Thule includes blue straps but they are quite lengthy. The longer your straps, the longer you’ll spend tying the loose ends. I have yet to find a way to cut and melt long straps for a clean edge (I don’t recommend trying*). I do however highly recommend the Sherpak Over-The-Hull Strap. Not only are these quality nylon, but they are crazy affordable. I use 9′ straps which is generally all the length you’ll need. (If you live in Madison, Rutabaga Paddlesports has their own brand with the exact same make and style – they might even be made by Sherpak because they’re crazy identical, save for the custom “Rutabaga.com” lettering stitched within the braid.
*Friend of Miles Paddled, Allen, has offered his suggestion on how to cut straps: “The quick clean way to cut nylon straps: Find a big kitchen knife you don’t care if you mess up. Find piece of scrap wood. Mark strap at cut point and lay on board. Heat knife with a propane torch to dull red hot. Press hot knife down through strap. Nice clean cut. Be careful with hot knife.” Thanks Allen!

- [SHORT TASK]: Continue the passage on kayak tie-down straps from its last line.

- [MATERIAL SUPPLIED]:

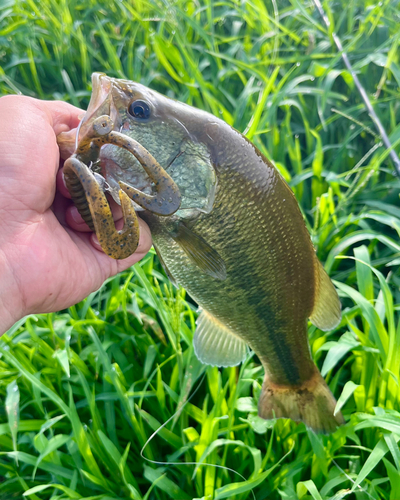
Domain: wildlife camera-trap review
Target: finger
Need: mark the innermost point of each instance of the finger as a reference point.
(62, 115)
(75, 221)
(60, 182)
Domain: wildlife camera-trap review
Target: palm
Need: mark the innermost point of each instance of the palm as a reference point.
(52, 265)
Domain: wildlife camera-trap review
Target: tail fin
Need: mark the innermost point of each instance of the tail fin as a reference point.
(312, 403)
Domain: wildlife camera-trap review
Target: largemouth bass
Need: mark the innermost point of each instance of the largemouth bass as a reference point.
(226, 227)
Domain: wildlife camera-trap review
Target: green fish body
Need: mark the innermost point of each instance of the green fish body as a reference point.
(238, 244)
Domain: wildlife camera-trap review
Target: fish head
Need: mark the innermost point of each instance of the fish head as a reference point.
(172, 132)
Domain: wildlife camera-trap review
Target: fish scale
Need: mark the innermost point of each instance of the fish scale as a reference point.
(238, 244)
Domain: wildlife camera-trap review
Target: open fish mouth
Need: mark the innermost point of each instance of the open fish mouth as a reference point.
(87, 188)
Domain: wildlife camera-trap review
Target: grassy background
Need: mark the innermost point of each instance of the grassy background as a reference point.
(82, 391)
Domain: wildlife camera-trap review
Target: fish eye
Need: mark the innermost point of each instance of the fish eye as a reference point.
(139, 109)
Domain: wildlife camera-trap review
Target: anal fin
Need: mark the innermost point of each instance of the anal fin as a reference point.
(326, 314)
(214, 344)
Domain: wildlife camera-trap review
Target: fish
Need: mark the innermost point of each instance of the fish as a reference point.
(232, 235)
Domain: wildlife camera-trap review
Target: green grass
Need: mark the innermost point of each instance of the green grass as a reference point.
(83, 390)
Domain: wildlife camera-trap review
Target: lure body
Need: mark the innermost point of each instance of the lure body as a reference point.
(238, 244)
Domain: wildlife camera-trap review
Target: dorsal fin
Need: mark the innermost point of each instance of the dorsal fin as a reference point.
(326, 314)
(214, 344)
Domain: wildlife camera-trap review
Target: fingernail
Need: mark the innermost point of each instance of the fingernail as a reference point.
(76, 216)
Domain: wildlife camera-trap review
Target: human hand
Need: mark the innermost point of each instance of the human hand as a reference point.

--

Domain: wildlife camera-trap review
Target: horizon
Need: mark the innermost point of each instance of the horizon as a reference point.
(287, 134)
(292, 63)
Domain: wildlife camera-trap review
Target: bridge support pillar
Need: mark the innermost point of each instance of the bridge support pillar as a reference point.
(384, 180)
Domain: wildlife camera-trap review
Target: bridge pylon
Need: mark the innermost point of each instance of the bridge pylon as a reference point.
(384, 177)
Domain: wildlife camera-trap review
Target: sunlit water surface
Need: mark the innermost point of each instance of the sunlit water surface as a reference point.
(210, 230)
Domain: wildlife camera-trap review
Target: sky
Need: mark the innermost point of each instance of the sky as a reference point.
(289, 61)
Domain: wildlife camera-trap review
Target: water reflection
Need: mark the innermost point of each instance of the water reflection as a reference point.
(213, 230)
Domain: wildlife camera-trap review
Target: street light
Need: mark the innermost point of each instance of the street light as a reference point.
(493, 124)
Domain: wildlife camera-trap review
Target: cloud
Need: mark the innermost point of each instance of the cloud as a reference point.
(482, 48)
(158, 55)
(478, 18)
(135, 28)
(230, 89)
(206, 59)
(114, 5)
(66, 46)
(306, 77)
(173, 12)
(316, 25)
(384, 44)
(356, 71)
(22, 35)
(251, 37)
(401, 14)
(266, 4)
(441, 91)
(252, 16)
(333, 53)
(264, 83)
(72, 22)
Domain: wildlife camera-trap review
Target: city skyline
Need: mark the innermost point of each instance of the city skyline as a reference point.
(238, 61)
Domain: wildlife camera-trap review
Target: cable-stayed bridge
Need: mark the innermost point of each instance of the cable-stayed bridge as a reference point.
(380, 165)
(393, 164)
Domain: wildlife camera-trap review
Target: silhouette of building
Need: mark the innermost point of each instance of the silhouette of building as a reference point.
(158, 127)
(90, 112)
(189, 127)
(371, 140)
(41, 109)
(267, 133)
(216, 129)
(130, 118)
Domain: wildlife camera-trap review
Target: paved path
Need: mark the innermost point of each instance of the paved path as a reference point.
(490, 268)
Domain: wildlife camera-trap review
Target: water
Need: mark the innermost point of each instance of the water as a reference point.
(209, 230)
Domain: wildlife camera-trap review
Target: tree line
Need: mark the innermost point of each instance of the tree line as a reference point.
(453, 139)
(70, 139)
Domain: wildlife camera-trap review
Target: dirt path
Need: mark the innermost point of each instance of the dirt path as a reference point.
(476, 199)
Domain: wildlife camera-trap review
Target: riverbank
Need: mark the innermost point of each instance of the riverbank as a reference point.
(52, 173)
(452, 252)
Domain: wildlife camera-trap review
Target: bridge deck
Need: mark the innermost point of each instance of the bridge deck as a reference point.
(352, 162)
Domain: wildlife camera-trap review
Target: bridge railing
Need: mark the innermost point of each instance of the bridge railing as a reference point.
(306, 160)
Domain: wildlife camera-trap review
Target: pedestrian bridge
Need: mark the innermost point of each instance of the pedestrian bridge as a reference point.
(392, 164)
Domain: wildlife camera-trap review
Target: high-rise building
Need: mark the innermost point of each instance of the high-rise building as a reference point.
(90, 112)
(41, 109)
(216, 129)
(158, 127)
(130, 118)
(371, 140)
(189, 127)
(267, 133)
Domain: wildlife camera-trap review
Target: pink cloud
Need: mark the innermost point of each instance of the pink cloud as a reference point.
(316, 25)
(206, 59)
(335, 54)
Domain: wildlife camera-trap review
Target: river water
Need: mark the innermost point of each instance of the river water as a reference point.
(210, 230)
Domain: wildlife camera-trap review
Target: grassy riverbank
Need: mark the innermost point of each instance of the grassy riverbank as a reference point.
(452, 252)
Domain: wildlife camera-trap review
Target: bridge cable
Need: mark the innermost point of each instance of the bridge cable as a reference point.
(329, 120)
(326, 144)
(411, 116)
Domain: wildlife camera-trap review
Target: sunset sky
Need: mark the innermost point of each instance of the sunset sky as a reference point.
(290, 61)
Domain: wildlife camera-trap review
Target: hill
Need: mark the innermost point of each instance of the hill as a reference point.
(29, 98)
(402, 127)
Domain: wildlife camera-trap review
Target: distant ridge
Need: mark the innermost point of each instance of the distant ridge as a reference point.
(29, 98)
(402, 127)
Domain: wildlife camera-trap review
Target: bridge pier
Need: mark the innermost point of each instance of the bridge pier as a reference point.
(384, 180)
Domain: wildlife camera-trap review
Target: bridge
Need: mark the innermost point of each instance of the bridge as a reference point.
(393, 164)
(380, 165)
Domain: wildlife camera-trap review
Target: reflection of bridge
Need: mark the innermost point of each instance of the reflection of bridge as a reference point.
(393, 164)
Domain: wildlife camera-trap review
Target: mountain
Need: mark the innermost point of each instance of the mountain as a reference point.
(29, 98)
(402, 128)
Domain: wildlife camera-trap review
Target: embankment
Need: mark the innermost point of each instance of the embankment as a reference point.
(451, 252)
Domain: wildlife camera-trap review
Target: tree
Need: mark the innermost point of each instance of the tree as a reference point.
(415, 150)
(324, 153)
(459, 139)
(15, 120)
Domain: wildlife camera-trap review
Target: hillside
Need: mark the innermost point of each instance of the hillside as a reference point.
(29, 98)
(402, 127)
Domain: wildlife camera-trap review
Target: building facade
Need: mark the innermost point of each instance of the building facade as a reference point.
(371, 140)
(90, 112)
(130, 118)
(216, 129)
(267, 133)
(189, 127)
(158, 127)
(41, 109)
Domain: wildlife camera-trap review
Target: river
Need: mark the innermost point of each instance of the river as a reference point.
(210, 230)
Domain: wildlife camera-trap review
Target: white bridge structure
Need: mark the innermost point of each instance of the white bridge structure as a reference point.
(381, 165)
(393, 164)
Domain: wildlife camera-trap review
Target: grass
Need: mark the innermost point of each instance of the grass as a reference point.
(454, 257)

- [OUTPUT BELOW]:
Also, specifically related to the Subaru Outback 2015/16/17 models, finding a place to tie-down the bow and stern wasn’t as obvious as one would expect from a popular outdoor vehicle such as this. So I visited Rutabaga because I knew they’d have some suggestions. After some thoughtful advice, I bought some Baga Hood Loops which attach under the hood for my front tie-downs and some Baga Hood Loops which can also be used in the trunk despite the name. Essentially, the strap is clamped in by simply shutting the trunk and the little rubber handle prevents it from popping out. It’s actually crazy simple.
The Final Word:
Elegantly designed, easy to use and most importantly, a practical choice when you don’t have the extra height to spare, Thule’s Hull-a-Port Pro kayak racks are worth the price of admission.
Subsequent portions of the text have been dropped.